** TASK BRIEF **
Output as a JSON list of strings the part of the data that opens with the line containing "trace: grass field" and closes with the line containing "M256 213L256 204L253", one string per line and blank lines omitted.
■ ■ ■
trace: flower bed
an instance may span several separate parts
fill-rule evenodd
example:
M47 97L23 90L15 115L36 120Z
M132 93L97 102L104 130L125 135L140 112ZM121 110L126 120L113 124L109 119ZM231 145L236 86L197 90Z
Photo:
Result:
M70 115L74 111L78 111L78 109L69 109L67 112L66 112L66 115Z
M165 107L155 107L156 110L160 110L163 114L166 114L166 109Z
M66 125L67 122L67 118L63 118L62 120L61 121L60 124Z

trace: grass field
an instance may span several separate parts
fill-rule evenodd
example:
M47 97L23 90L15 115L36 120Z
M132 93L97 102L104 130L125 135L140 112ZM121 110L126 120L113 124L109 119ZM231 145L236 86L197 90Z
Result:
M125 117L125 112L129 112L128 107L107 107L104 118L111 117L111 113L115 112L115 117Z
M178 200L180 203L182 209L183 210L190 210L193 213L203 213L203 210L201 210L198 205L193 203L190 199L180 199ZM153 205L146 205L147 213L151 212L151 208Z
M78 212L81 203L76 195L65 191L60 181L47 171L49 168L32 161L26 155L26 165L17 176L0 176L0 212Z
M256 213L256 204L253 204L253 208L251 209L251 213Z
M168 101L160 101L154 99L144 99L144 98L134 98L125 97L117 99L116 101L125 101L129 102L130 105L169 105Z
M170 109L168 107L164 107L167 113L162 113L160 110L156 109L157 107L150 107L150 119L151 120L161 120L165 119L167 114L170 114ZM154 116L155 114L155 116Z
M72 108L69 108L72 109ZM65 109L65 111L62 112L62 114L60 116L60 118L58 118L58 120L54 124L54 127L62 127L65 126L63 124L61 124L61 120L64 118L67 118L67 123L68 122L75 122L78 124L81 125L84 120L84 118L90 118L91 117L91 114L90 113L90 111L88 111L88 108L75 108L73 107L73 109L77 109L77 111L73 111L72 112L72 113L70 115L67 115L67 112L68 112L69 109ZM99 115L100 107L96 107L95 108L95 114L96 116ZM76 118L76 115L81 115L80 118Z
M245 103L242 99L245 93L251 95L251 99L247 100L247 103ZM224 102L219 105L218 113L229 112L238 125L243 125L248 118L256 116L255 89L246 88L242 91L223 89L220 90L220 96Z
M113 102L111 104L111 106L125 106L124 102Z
■ ■ ■
** TASK RESPONSE **
[
  "trace: grass field",
  "an instance may span several separate parts",
  "fill-rule evenodd",
  "example:",
  "M47 97L23 90L15 115L36 120Z",
  "M132 93L97 102L104 130L125 135L140 112ZM121 110L126 120L113 124L109 119ZM231 145L236 86L197 90Z",
  "Result:",
  "M125 117L125 112L129 112L128 107L107 107L104 118L111 117L111 113L115 112L115 117Z",
  "M178 200L180 203L182 209L183 210L190 210L193 213L203 213L203 210L201 210L198 205L193 203L190 199L180 199ZM153 205L146 205L147 213L151 212L151 208Z",
  "M78 212L81 203L76 195L65 191L60 181L47 171L49 168L32 161L26 155L26 165L17 176L0 176L0 212Z",
  "M256 213L256 204L253 204L253 208L251 209L251 213Z"
]